# Instruções e requisitos:
Copie sem alterações a parte do trecho sobre o cheque que começa nas palavras "Prolegômenos" e termina depois de "p 75, 1986.".

# Trecho fornecido:
........
Prolegômenos
Bem Jurídico – e o Princípio da Proporcionalidade
CONCEITO – O cheque é o título revestido de determinadas formalidades legais contendo uma ordem de pagamento à vista, passada em favor próprio ou de terceiro.
NATUREZA JURÍDICA – Segundo Eunápio Borges, que proclama a verdadeira natureza jurídica do cheque: “mero instrumento de retirada de fundos ou movimentação de conta bancária”. Apud, ALMEIDA, Amador Paes de. TEORIA E PRÁTICA DOS TÍTULOS DE CRÉDITO: Editora Saraiva, p 75, 1986.
........
# Dados registrados:
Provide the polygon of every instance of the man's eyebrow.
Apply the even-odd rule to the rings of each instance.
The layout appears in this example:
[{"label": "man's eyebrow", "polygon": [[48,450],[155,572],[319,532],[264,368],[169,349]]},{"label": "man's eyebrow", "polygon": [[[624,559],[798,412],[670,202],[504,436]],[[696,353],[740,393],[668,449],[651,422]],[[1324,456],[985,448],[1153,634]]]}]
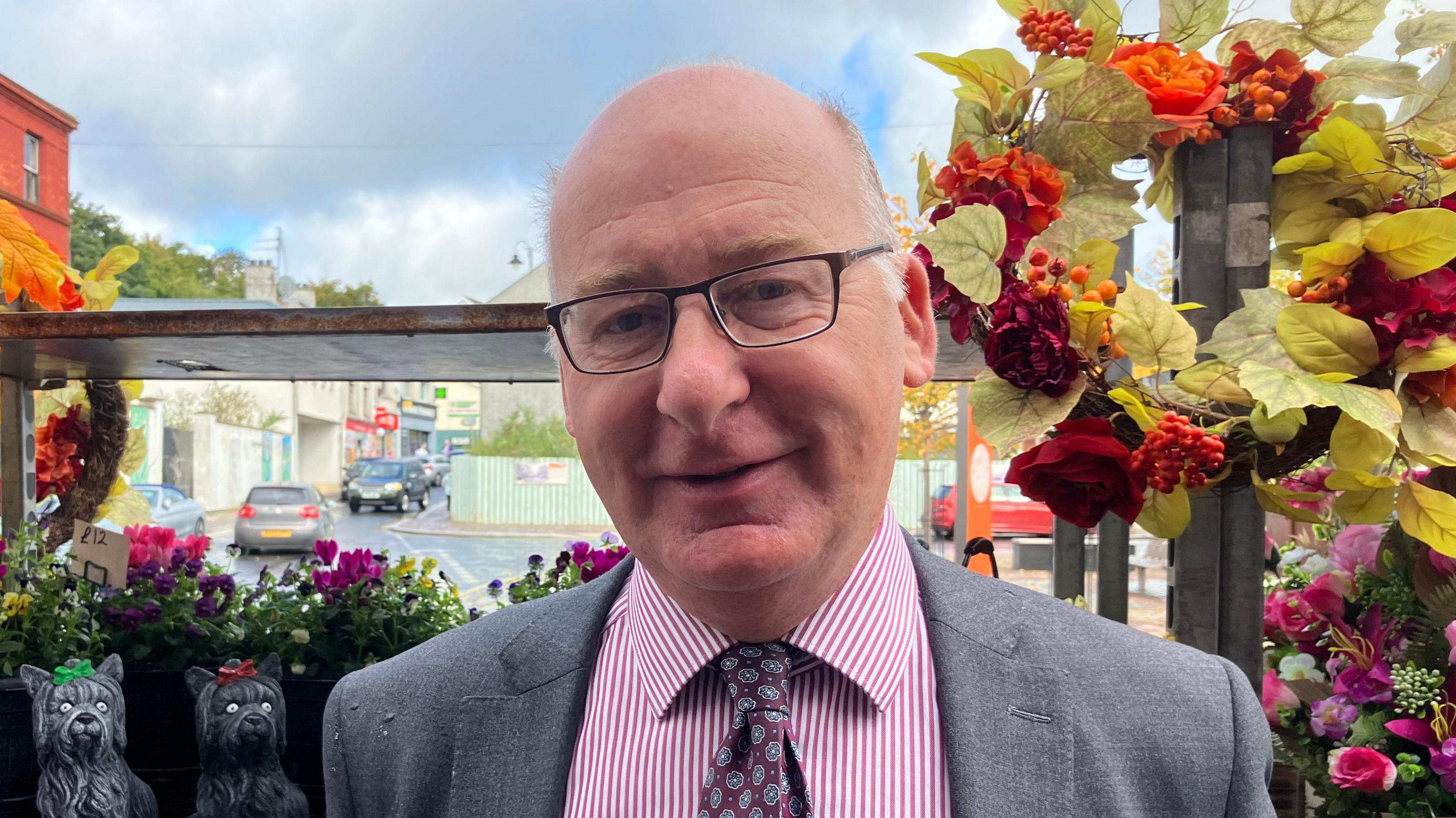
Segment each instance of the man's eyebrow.
[{"label": "man's eyebrow", "polygon": [[[794,255],[812,252],[814,243],[802,236],[788,233],[759,233],[728,242],[721,247],[709,247],[708,255],[724,263],[727,272],[737,266],[750,266],[760,262],[770,262]],[[610,266],[601,272],[594,272],[572,281],[563,287],[563,301],[612,293],[614,290],[635,290],[652,287],[664,278],[662,271],[644,268],[635,263]],[[703,278],[708,278],[705,274]]]}]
........
# Tarefa concluída:
Prolegômenos
Bem Jurídico – e o Princípio da Proporcionalidade
CONCEITO – O cheque é o título revestido de determinadas formalidades legais contendo uma ordem de pagamento à vista, passada em favor próprio ou de terceiro.
NATUREZA JURÍDICA – Segundo Eunápio Borges, que proclama a verdadeira natureza jurídica do cheque: “mero instrumento de retirada de fundos ou movimentação de conta bancária”. Apud, ALMEIDA, Amador Paes de. TEORIA E PRÁTICA DOS TÍTULOS DE CRÉDITO: Editora Saraiva, p 75, 1986.